» **Complete the following**
1. Please set down the portion of the charr passage that begins at the words "Charr species have" and stops after the words "and Smith 1993).".
2. According to the charr passage, why have the relationships among S. alpinus and S. malma populations in the North Pacific, and their ties to the other Asian charrs, been disputed?

» **Page text**
"""
Charr species have attracted the interest of many evolutionary biologists because of their highly variable life-history strategies, phenotypic plasticity, and potential for sympatric morphological divergence. Behnke (1980) and Cavender (1980) proposed that the genus Salvelinus includes six major morphologically distinct species, namely, Salvelinus fontinalis (brook trout), S. namaycush (lake trout), S. confluentus (bull trout), S. leucomaenis (white-spotted charr), S. malma (Dolly Varden) and S. alpinus (arctic charr). The continuous circumpolar distribution of S. alpinus has been demonstrated in the Arctic, and S. malma occurs sympatrically with S. alpinus in the northern Pacific. A sister relationship between S. alpinus and S. malma was confirmed in numerous studies by reference to both morphological and biochemical markers (Phillips et al. 1992, 1995; Stearley and Smith 1993).
S. alpinus and S. malma are recognized as distinct species (Behnke 1972; Morrow 1980; Reistet al. 1997). However, the relationships among populations of S. alpinus and S. malma in the North Pacific, as well as the relationships between S. alpinus and S. malma in the North Pacific and the other Asian charrs, have been the subject of controversy because of the variable morphology and life histories of these fishes (Behnke 1980, 1984; Cavender 1980; Savvaitova 1995). Savvaitova (1980) performed a morphological study, and claimed that S. malma should be considered synonymous with S. alpinus. She also proposed that the designation “species-complex” provides a more appropriate description of the complex structure of these two species, claiming that all Arctic charr and Dolly Varden should be included in one superspecies, namely, the S. alpinus complex (Savvaitova 1995).
"""
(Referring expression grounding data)
"""
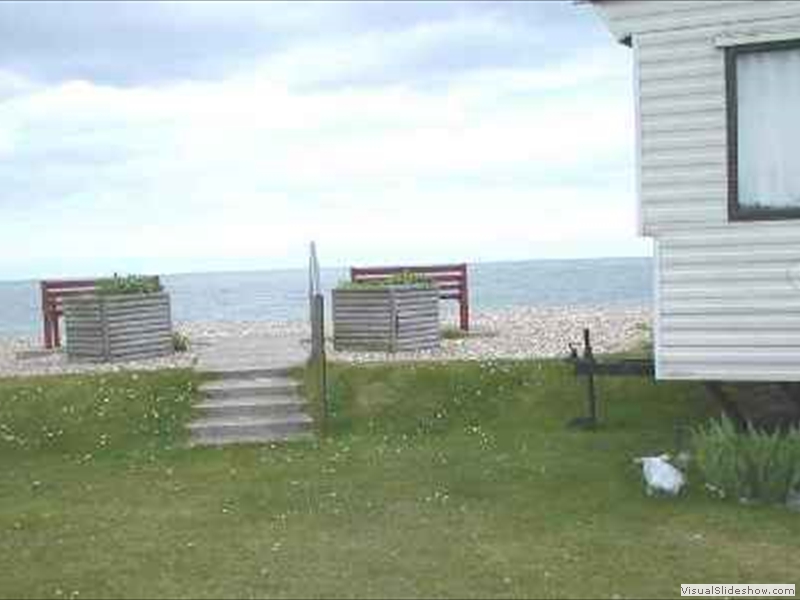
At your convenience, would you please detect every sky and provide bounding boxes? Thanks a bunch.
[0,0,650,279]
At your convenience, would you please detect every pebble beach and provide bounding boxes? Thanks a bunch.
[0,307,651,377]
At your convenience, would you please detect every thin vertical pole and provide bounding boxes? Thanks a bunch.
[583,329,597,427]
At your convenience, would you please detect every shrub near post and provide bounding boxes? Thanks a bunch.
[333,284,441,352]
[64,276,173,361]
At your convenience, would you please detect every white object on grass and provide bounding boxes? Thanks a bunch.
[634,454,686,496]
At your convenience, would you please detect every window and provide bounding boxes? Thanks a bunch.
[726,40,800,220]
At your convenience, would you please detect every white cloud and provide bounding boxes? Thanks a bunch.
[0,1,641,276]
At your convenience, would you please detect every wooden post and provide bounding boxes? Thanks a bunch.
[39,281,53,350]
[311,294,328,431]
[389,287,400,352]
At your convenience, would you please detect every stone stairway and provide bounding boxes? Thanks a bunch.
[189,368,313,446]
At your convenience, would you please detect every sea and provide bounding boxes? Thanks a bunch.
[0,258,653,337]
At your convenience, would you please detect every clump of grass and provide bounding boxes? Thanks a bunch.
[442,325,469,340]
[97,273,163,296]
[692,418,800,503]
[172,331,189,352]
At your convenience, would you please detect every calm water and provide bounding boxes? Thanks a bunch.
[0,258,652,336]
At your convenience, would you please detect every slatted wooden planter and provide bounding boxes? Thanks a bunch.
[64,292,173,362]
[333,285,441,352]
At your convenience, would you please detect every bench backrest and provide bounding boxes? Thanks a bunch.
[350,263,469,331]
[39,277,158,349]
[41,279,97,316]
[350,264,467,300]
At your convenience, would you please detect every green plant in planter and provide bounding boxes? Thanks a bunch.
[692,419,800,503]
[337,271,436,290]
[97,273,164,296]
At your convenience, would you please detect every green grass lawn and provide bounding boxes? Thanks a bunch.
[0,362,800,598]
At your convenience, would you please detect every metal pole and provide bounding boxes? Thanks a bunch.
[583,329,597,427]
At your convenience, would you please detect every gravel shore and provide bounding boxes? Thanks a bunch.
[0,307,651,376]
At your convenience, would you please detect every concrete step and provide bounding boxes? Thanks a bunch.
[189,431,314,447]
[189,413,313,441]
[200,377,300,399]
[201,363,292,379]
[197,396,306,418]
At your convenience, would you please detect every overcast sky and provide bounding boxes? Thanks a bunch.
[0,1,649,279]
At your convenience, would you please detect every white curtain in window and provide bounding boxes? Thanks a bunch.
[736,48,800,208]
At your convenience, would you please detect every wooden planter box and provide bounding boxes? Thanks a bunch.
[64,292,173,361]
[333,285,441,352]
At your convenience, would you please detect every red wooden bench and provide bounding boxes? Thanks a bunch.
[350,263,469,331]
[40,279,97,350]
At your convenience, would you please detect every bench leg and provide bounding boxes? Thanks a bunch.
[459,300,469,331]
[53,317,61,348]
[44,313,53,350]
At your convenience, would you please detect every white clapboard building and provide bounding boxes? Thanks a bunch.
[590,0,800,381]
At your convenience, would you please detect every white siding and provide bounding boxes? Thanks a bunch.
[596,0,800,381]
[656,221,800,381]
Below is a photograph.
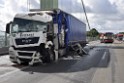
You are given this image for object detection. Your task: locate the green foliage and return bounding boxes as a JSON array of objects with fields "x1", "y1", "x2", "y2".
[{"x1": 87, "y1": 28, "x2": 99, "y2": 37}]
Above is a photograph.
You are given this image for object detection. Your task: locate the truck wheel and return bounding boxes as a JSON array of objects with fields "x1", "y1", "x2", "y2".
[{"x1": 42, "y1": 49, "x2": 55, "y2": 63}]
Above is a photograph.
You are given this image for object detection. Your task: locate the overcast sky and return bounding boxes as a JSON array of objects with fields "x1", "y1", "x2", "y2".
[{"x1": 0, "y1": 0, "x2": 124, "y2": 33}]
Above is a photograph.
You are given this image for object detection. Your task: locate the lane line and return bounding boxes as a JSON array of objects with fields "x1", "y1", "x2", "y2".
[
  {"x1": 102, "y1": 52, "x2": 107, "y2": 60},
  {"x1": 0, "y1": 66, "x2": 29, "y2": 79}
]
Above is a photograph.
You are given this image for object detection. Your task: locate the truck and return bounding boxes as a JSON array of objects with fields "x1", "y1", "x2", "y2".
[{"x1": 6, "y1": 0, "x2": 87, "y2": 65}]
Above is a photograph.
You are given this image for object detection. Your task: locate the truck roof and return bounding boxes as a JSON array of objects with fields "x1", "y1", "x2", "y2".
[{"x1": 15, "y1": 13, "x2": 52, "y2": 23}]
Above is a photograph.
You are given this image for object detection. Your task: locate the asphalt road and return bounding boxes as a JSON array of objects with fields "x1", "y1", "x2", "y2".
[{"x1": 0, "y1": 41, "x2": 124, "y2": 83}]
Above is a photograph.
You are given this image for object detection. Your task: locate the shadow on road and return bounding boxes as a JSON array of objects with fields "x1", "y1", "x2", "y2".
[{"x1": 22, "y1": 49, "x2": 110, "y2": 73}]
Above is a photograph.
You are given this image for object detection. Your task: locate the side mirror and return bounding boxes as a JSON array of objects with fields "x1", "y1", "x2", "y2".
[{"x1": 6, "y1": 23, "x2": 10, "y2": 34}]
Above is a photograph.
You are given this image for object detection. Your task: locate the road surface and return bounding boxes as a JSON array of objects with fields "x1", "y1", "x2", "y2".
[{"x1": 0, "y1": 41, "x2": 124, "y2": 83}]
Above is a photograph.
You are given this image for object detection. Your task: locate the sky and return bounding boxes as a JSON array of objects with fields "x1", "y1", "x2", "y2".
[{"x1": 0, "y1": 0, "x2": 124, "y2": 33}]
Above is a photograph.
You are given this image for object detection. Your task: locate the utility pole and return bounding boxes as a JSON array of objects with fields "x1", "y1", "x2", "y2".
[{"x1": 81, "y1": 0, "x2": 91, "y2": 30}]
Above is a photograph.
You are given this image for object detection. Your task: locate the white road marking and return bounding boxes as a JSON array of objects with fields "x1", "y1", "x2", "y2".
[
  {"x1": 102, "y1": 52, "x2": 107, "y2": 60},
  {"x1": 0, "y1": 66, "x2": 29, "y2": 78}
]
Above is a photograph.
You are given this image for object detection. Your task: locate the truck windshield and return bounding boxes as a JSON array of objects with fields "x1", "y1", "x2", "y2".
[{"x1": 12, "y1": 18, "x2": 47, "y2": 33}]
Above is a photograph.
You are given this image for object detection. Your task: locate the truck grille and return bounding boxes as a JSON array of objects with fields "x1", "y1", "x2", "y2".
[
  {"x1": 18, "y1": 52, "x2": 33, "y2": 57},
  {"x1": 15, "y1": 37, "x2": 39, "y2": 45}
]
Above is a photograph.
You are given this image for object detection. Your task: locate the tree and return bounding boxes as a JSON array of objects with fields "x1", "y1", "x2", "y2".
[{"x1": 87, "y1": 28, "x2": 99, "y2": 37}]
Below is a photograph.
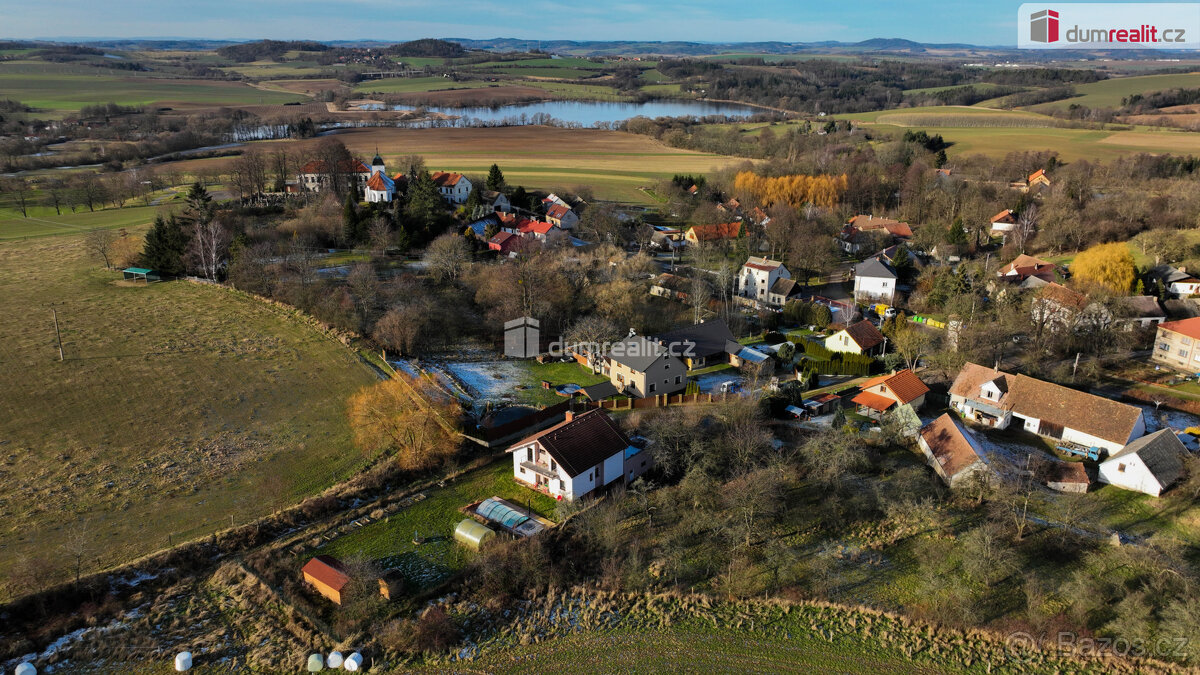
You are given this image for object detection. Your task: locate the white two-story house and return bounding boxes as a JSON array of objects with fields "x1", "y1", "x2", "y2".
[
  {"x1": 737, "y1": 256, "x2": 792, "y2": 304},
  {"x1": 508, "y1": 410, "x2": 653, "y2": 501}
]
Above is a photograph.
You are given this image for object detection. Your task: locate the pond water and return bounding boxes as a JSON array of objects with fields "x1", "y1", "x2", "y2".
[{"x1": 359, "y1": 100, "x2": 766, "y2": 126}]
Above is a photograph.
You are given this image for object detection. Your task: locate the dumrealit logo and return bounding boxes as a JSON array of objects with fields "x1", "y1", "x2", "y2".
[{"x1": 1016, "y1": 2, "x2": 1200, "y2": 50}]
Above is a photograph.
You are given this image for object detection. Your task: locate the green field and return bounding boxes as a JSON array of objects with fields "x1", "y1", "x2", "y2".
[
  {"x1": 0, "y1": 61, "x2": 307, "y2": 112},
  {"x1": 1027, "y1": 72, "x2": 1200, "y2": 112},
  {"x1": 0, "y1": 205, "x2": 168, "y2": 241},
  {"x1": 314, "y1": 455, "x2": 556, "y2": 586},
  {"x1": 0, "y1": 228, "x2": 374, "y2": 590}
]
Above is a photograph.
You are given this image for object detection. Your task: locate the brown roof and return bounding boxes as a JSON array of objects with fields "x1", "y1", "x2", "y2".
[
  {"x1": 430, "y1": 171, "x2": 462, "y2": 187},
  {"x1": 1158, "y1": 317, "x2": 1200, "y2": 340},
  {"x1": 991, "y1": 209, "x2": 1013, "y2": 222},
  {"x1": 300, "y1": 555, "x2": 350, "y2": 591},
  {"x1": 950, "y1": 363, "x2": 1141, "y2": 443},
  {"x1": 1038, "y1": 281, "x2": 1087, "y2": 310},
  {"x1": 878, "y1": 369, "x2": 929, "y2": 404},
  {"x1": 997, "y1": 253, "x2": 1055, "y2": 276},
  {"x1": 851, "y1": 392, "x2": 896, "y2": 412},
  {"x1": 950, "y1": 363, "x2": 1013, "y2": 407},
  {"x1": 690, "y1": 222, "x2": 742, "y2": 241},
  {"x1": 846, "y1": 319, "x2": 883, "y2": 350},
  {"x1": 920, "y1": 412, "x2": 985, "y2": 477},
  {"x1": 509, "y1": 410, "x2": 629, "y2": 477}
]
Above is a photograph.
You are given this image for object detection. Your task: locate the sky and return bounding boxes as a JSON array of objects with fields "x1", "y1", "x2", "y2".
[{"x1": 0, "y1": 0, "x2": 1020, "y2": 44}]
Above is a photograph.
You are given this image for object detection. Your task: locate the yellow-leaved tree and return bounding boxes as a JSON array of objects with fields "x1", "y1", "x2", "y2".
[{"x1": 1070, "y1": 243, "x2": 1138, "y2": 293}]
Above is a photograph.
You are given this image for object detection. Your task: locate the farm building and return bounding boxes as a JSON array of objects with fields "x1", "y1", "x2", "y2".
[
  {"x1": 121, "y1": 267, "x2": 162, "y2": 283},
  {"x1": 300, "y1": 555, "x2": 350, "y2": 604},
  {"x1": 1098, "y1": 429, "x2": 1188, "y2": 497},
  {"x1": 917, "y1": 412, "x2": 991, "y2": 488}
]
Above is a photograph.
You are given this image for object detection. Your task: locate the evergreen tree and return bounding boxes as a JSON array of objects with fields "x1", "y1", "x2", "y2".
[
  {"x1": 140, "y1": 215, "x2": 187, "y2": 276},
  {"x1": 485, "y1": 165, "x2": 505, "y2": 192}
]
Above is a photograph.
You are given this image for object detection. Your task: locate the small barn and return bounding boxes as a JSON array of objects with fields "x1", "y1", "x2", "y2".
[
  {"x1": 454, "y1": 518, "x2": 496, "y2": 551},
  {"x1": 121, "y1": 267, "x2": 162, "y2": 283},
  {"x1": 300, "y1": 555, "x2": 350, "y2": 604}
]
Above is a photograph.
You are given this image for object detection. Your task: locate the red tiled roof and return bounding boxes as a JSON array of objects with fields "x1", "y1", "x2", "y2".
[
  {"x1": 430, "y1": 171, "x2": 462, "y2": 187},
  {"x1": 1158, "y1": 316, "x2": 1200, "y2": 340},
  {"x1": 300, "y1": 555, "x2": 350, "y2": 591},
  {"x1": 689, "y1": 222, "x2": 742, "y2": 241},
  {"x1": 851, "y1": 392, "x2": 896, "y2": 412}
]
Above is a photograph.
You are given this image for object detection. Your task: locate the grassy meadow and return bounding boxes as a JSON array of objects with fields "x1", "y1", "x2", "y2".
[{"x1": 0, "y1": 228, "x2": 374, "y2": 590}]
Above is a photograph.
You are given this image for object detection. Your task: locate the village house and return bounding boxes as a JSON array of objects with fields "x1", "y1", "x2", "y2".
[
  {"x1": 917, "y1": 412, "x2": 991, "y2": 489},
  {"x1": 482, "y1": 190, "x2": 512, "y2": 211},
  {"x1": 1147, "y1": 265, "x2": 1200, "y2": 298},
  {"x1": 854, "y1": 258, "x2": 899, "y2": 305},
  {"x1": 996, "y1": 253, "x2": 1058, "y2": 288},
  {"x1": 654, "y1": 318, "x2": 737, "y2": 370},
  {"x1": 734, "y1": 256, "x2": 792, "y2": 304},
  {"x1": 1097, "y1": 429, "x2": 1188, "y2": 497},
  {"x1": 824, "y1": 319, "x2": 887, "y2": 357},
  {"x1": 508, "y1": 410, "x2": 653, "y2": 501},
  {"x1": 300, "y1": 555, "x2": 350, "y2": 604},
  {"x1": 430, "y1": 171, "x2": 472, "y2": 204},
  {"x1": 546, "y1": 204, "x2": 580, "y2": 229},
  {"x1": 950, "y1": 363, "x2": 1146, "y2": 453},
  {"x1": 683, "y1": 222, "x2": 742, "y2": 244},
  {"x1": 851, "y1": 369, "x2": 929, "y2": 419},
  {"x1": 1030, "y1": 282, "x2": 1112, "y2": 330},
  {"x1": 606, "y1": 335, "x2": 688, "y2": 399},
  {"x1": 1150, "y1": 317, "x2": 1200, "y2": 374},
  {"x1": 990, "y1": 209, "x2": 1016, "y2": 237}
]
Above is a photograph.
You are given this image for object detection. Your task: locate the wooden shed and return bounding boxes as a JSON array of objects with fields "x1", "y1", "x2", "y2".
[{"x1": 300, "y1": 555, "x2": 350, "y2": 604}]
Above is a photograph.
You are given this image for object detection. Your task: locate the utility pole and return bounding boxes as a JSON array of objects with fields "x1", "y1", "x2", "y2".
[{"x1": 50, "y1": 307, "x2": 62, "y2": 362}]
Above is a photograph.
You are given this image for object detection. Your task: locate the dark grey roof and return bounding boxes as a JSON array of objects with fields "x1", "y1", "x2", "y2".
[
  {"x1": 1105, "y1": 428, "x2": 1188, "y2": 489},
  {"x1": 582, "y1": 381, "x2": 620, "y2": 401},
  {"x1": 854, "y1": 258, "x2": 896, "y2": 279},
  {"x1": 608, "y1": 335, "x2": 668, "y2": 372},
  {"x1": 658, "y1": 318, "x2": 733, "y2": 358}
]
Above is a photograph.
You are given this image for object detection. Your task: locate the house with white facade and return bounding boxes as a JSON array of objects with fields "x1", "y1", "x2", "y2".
"""
» **Answers to the tasks**
1.
Charr species have attracted the interest of many evolutionary biologists because of their highly variable life-history strategies, phenotypic plasticity, and potential for sympatric morphological divergence. Behnke (1980) and Cavender (1980) proposed that the genus Salvelinus includes six major morphologically distinct species, namely, Salvelinus fontinalis (brook trout), S. namaycush (lake trout), S. confluentus (bull trout), S. leucomaenis (white-spotted charr), S. malma (Dolly Varden) and S. alpinus (arctic charr). The continuous circumpolar distribution of S. alpinus has been demonstrated in the Arctic, and S. malma occurs sympatrically with S. alpinus in the northern Pacific. A sister relationship between S. alpinus and S. malma was confirmed in numerous studies by reference to both morphological and biochemical markers (Phillips et al. 1992, 1995; Stearley and Smith 1993).

2. These relationships have been the subject of controversy because of the variable morphology and life histories of these fishes.